== COSA FARE ==
Prosegui l'articolo sulla crisi del porto di Brindisi, riprendendo subito dopo la sua ultima frase.

== BRANO SCELTO ==
Il porto verso il collasso: a Conte la richiesta del Tavolo di crisi

Il porto di Brindisi
Il porto di Brindisi
3 Minuti di Lettura
Sabato 21 Dicembre 2019, 15:13
Il rallentamento, anzi la stasi, di vari procedimenti comporta il grave pericolo di definanziamento di alcuni progetti. Non è certo una lettera di auguri natalizi quella che Ugo Patroni Griffi, presidente dell'Autorità portuale di sistema, ha inviato a Palazzo Chigi per richiamare l'attenzione sulla situazione occupazionale di Brindisi, ma soprattutto sui piani che si dovrebbero realizzare e che invece, lamenta, rimangono chiusi nel cassetto. E' un atto di accusa quello che il guardiano del porto ha inviato in un documento di otto pagine al presidente del Consiglio Giuseppe Conte, al ministro delle Infrastrutture Paola De Micheli, al responsabile del dicastero per lo Sviluppo economico Stefano Patuanelli, oltre al presidente della Regione Michele Emiliano e al prefetto di Brindisi Umberto Guidato. Un'articolata disamina sul futuro del bacino brindisino in vista dei processi industriali che, con la decarbonizzazione della centrale Enel su tutti, non si affrontano. E per questo motivo Patroni Griffi, accelerando il pure sulle categorie imprenditoriali e sindacali e bypassando pure l'amministrazione comunale, si rivolge al premier per chiedere l'urgente convocazione di un Tavolo tecnico istituzionale di crisi per individuare - motiva il presidente dell'Adspmam - in particolare le strategie di rilancio delle attività portuali.

== DATI REGISTRATI ==
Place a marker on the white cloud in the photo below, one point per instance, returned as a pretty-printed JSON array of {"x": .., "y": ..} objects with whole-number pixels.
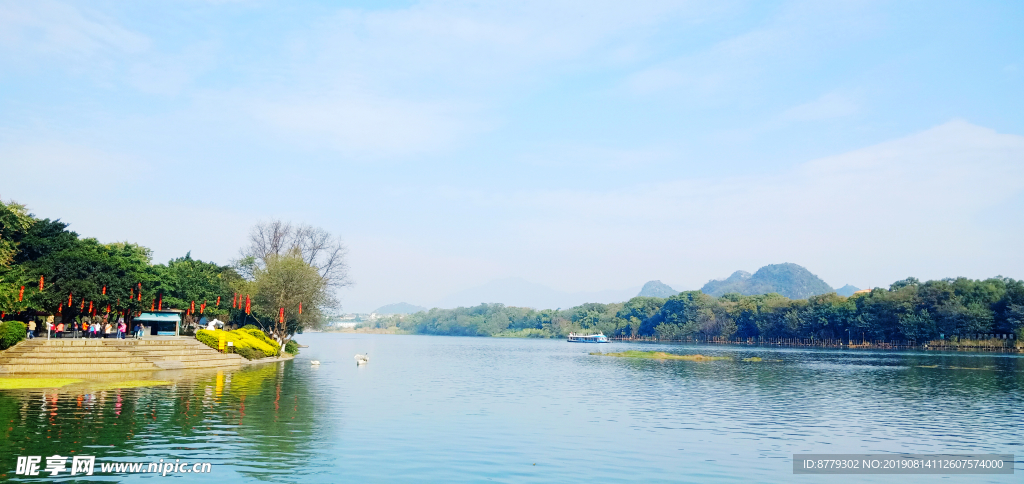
[
  {"x": 902, "y": 207},
  {"x": 827, "y": 106},
  {"x": 366, "y": 125},
  {"x": 50, "y": 28}
]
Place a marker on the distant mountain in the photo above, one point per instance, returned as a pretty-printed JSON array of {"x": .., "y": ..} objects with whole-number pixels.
[
  {"x": 399, "y": 308},
  {"x": 847, "y": 291},
  {"x": 787, "y": 279},
  {"x": 516, "y": 292},
  {"x": 656, "y": 289}
]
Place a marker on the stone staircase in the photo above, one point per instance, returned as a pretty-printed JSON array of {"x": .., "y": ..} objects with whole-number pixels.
[{"x": 75, "y": 356}]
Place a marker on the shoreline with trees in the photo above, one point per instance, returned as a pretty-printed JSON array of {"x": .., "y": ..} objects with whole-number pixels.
[
  {"x": 954, "y": 312},
  {"x": 283, "y": 282}
]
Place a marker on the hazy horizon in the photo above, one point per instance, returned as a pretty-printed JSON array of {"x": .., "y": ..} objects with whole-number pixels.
[{"x": 586, "y": 147}]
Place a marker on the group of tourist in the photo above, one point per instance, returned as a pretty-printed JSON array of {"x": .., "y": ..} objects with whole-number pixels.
[{"x": 86, "y": 327}]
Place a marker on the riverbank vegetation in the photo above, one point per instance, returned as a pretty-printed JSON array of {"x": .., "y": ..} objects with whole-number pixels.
[
  {"x": 664, "y": 355},
  {"x": 249, "y": 342},
  {"x": 283, "y": 282},
  {"x": 952, "y": 309}
]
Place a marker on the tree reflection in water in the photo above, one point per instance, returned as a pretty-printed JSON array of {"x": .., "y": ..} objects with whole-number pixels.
[{"x": 255, "y": 421}]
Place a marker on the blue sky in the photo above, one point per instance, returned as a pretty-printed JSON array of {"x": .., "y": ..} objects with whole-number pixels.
[{"x": 582, "y": 145}]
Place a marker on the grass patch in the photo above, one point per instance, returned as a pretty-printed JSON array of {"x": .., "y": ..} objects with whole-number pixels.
[
  {"x": 18, "y": 384},
  {"x": 663, "y": 355}
]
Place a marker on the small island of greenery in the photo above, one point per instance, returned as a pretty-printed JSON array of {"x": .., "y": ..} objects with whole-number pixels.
[{"x": 663, "y": 355}]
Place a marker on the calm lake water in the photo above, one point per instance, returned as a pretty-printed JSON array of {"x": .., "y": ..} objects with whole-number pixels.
[{"x": 477, "y": 409}]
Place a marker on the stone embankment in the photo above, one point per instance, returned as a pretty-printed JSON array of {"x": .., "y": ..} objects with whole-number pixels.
[{"x": 78, "y": 356}]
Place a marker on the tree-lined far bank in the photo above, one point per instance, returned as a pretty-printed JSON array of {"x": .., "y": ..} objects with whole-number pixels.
[{"x": 908, "y": 310}]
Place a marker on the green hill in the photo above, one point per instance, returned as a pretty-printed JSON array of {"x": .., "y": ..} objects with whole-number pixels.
[
  {"x": 788, "y": 279},
  {"x": 847, "y": 291},
  {"x": 399, "y": 308},
  {"x": 656, "y": 289}
]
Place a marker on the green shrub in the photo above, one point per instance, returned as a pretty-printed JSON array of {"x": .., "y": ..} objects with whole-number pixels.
[
  {"x": 242, "y": 342},
  {"x": 259, "y": 335},
  {"x": 249, "y": 353},
  {"x": 11, "y": 333}
]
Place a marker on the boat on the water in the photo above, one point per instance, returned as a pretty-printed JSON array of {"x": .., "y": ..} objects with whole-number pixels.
[{"x": 599, "y": 338}]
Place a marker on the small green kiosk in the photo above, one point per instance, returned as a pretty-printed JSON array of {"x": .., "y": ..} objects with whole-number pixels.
[{"x": 165, "y": 322}]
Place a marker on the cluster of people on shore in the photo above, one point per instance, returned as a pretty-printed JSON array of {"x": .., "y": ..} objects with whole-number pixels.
[{"x": 85, "y": 327}]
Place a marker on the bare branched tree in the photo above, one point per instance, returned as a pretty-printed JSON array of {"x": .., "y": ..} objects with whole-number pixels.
[{"x": 317, "y": 248}]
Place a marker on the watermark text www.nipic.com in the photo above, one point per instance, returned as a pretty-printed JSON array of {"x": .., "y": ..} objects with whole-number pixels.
[
  {"x": 902, "y": 464},
  {"x": 56, "y": 466}
]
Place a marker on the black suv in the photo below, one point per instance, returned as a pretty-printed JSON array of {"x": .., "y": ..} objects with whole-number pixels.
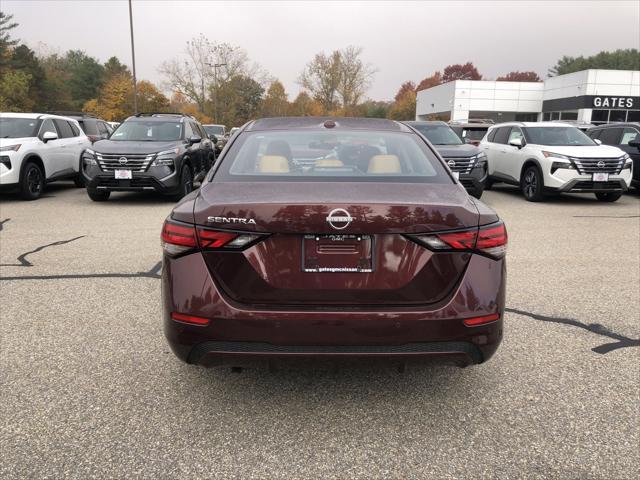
[
  {"x": 465, "y": 160},
  {"x": 162, "y": 152},
  {"x": 625, "y": 136},
  {"x": 94, "y": 128}
]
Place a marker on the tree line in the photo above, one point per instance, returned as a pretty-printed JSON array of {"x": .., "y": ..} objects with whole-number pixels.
[{"x": 218, "y": 83}]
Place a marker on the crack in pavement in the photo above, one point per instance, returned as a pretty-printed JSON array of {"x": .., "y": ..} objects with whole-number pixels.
[
  {"x": 622, "y": 341},
  {"x": 23, "y": 257}
]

== IN RISPOSTA ==
Anche se non direttamente citato, è con il sindaco di Brindisi Riccardo Rossi il braccio di ferro che Patroni Griffi ha praticamente elevato a questione di Stato. Che i rapporti istituzionali tra i due enti siano difficili è noto da tempo: sul fronte del porto l'attivismo di un vertice che vorrebbe realizzare opere capaci di fronteggiare sia le richieste dei mercati internazionali che le riconversioni dell'industria energetica; sul profilo politico-amministrativo l'andamento lento di una gestione che secondo gli addebiti più teneri ha deciso di non decidere.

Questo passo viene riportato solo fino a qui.